>> Begin EXTRACTED ENTRIES

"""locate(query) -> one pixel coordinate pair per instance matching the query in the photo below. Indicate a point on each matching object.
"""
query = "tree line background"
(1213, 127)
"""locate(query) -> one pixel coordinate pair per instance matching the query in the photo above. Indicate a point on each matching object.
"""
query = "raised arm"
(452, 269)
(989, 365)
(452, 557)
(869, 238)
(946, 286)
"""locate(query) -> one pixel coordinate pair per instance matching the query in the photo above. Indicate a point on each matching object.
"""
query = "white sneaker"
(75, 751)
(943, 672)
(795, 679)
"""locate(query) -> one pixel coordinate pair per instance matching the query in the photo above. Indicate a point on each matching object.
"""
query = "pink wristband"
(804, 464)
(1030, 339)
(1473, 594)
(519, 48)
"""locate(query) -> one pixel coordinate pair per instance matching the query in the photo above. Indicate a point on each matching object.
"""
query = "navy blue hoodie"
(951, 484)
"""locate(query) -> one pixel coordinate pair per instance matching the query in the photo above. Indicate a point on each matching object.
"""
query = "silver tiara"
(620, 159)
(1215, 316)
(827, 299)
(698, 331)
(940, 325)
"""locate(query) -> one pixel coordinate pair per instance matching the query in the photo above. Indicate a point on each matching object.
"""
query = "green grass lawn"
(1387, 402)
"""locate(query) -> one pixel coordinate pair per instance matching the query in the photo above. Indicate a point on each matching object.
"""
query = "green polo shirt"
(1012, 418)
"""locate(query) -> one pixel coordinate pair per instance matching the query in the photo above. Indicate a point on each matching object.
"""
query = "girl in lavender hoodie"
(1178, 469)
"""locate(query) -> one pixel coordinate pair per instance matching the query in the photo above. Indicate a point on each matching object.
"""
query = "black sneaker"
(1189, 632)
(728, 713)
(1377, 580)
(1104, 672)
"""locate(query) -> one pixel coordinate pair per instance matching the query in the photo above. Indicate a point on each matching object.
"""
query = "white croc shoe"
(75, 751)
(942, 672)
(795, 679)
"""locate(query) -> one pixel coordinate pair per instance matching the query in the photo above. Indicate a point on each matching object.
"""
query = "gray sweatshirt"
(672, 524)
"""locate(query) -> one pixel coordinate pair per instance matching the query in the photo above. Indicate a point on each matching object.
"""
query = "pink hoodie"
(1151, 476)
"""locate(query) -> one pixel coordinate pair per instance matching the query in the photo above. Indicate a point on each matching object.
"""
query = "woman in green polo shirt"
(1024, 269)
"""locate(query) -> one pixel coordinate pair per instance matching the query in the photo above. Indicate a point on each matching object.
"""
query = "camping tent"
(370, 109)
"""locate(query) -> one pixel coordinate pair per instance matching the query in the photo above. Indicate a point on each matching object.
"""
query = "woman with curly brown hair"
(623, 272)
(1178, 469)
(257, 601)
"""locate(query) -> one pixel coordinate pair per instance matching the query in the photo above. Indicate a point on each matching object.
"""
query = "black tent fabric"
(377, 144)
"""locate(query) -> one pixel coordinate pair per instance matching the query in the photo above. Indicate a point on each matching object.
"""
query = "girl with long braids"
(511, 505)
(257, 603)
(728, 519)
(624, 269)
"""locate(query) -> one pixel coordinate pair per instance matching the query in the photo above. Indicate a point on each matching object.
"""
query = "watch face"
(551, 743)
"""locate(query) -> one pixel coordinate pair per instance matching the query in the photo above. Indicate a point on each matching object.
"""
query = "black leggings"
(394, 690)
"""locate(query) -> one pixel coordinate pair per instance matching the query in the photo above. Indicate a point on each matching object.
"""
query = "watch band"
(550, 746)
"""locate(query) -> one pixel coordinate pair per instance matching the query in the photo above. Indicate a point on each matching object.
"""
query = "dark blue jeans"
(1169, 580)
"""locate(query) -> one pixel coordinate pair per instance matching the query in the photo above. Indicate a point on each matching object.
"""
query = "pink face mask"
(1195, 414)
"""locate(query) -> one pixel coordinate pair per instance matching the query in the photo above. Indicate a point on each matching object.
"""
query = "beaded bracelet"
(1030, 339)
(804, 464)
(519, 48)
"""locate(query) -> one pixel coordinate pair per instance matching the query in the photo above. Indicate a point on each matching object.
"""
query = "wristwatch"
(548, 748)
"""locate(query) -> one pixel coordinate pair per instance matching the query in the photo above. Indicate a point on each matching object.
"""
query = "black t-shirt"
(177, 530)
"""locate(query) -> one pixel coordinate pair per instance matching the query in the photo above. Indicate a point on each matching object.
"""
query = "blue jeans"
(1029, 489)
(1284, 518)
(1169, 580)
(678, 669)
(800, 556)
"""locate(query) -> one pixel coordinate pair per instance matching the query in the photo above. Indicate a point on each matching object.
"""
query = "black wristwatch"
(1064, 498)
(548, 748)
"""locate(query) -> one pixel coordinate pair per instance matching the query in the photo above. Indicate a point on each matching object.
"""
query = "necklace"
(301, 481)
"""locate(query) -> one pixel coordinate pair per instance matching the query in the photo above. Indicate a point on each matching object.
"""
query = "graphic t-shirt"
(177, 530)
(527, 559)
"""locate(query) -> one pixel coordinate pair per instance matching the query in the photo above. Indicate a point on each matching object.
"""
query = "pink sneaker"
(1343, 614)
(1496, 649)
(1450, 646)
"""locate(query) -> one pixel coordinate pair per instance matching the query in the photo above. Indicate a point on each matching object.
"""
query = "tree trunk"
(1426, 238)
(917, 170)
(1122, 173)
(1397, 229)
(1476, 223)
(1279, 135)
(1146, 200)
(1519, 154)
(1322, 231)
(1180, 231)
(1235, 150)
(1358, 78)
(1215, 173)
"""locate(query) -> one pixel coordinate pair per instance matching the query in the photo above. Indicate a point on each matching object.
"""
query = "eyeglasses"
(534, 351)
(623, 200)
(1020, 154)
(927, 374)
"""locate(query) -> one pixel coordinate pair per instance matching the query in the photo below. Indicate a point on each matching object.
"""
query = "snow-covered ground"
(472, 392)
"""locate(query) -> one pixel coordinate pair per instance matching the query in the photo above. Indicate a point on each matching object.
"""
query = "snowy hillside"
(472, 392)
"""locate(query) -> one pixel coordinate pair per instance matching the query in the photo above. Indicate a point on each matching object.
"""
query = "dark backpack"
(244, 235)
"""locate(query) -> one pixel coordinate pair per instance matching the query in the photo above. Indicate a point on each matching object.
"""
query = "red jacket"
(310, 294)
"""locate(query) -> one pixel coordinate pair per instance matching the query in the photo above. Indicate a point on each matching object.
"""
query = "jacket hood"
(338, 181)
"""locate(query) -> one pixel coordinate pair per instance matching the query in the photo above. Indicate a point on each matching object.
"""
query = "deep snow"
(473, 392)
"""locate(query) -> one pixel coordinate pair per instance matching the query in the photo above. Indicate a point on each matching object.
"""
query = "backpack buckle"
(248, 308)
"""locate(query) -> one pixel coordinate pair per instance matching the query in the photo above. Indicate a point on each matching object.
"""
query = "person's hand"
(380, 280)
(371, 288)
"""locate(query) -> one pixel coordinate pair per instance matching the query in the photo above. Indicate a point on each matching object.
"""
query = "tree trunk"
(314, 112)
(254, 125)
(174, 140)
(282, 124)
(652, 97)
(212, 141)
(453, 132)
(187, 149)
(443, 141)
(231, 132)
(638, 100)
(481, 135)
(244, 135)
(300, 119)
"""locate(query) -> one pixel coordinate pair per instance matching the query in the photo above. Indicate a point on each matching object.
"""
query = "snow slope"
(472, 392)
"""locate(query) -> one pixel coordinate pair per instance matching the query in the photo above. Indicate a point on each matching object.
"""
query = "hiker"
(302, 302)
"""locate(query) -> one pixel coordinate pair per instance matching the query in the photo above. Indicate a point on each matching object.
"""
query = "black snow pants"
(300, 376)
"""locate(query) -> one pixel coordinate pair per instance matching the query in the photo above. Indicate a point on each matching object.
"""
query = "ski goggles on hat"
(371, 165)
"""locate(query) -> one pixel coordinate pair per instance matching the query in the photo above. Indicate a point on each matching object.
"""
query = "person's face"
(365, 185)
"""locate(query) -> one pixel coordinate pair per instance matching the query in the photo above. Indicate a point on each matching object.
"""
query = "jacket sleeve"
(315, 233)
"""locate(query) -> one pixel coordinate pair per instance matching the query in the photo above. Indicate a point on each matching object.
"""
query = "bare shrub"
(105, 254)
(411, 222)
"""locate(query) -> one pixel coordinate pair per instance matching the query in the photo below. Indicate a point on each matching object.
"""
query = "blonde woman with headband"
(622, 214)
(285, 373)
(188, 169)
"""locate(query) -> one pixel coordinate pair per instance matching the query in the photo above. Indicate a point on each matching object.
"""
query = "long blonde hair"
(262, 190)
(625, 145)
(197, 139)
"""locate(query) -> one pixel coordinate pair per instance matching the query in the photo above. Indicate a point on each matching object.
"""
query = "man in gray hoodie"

>> End EXTRACTED ENTRIES

→ **YOUR INSTRUCTIONS**
Gather every line of the material above that contains the word "tent".

→ **TASK ANSWER**
query = "camping tent"
query = "black tent fabric"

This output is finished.